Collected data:
*-*-*
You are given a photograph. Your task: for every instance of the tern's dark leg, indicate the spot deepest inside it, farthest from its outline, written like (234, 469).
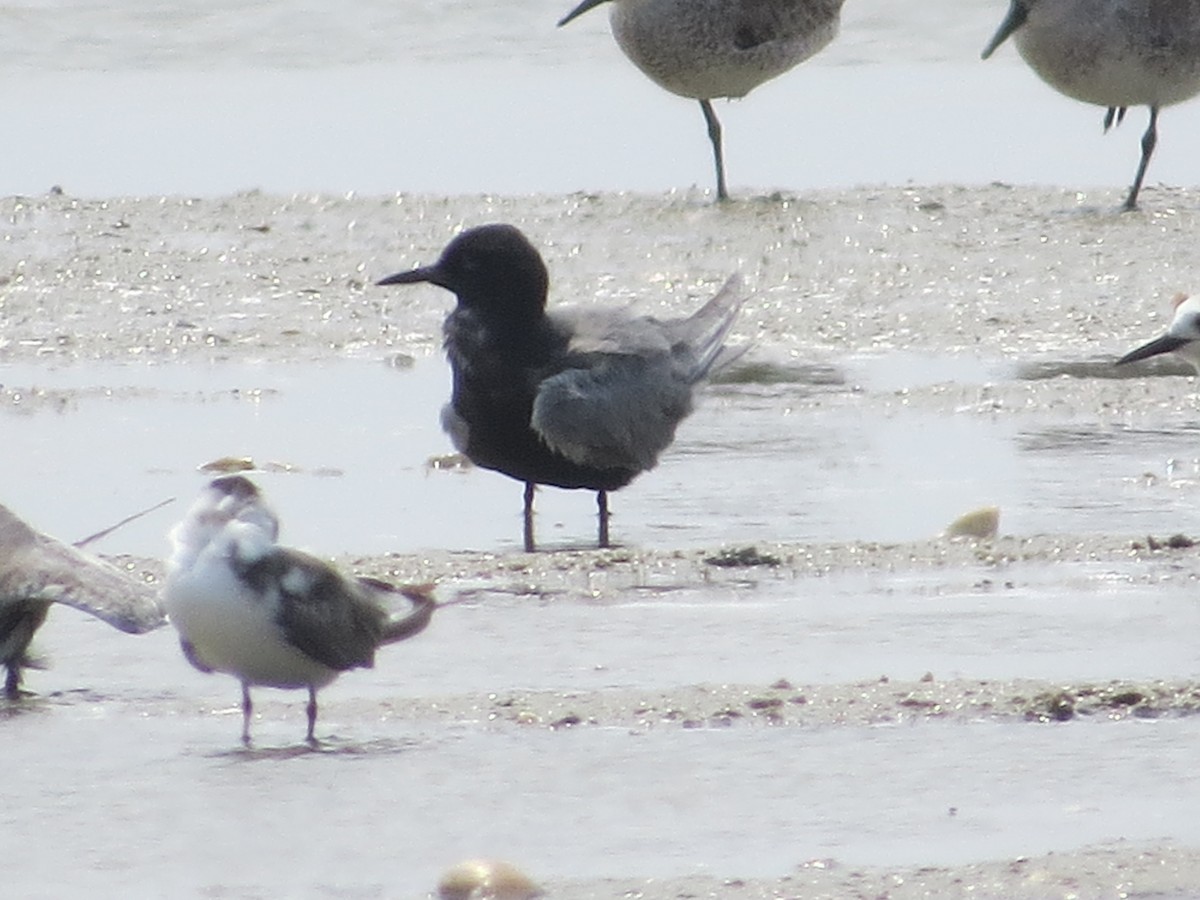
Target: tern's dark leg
(714, 135)
(528, 519)
(312, 715)
(603, 515)
(247, 708)
(1147, 148)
*-*-*
§ STATED TASK
Write the entries above as a two-column CSV with the headers "text" and "answer", one row per entry. Put each value in a single quoted field, replace line breaks with spaces, and leave out the pictures.

§ OUTPUT FOR THIS TASK
text,answer
"You are given a photograph. Your task: for every instance of the tern's dark leg, indicate the spot deepest inside it, farthest from its outline, written like (234, 469). Target: tern's dark leg","(714, 135) (528, 519) (312, 715) (603, 515) (247, 708) (1147, 148)"